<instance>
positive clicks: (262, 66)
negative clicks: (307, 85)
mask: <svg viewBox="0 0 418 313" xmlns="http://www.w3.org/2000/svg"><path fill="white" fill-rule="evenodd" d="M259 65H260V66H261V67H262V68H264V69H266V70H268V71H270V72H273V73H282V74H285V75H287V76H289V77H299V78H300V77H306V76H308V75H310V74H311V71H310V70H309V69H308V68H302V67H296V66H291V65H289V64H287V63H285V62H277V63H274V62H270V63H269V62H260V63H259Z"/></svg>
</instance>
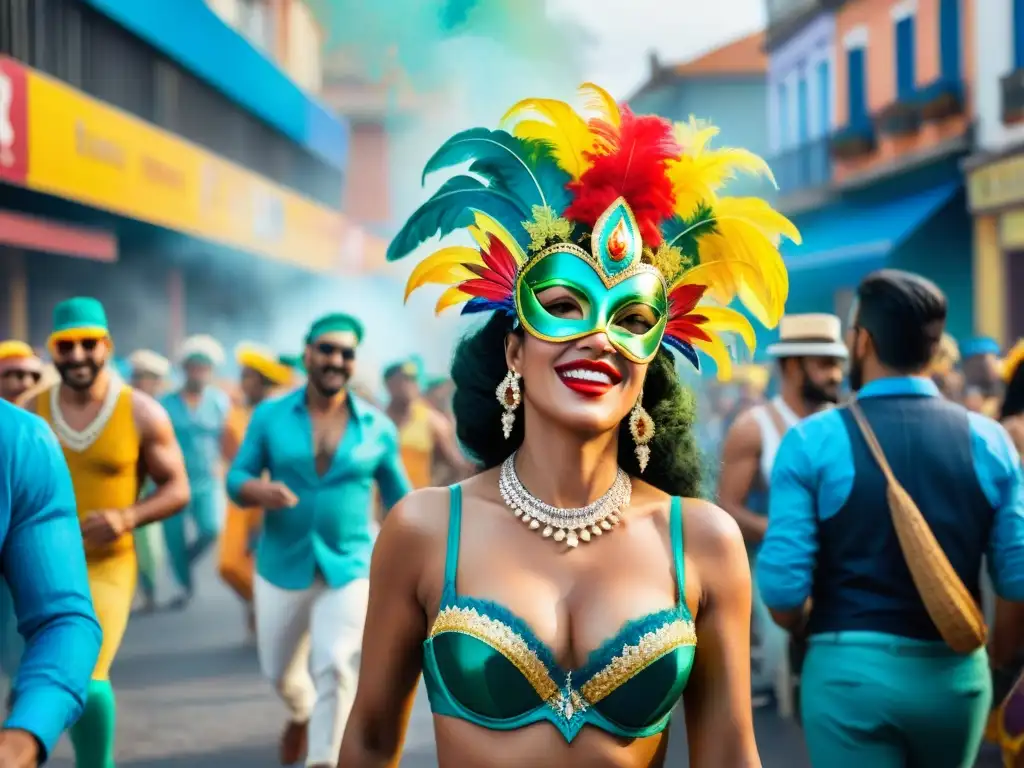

_Instructions to follow_
Rewrite the rows above with "negative clicks" changed to "excluded clicks" and everything else left as it is. Leave the pictures out.

_Response for this exercise_
<instance>
positive clicks: (262, 66)
excluded clicks: (307, 85)
mask: <svg viewBox="0 0 418 313" xmlns="http://www.w3.org/2000/svg"><path fill="white" fill-rule="evenodd" d="M259 65H260V66H261V67H262V68H264V69H266V70H268V71H270V72H273V73H282V74H285V75H287V76H289V77H299V78H300V77H306V76H308V75H310V74H311V71H310V70H309V69H308V68H302V67H296V66H291V65H289V64H287V63H285V62H277V63H274V62H270V63H269V62H260V63H259Z"/></svg>
</instance>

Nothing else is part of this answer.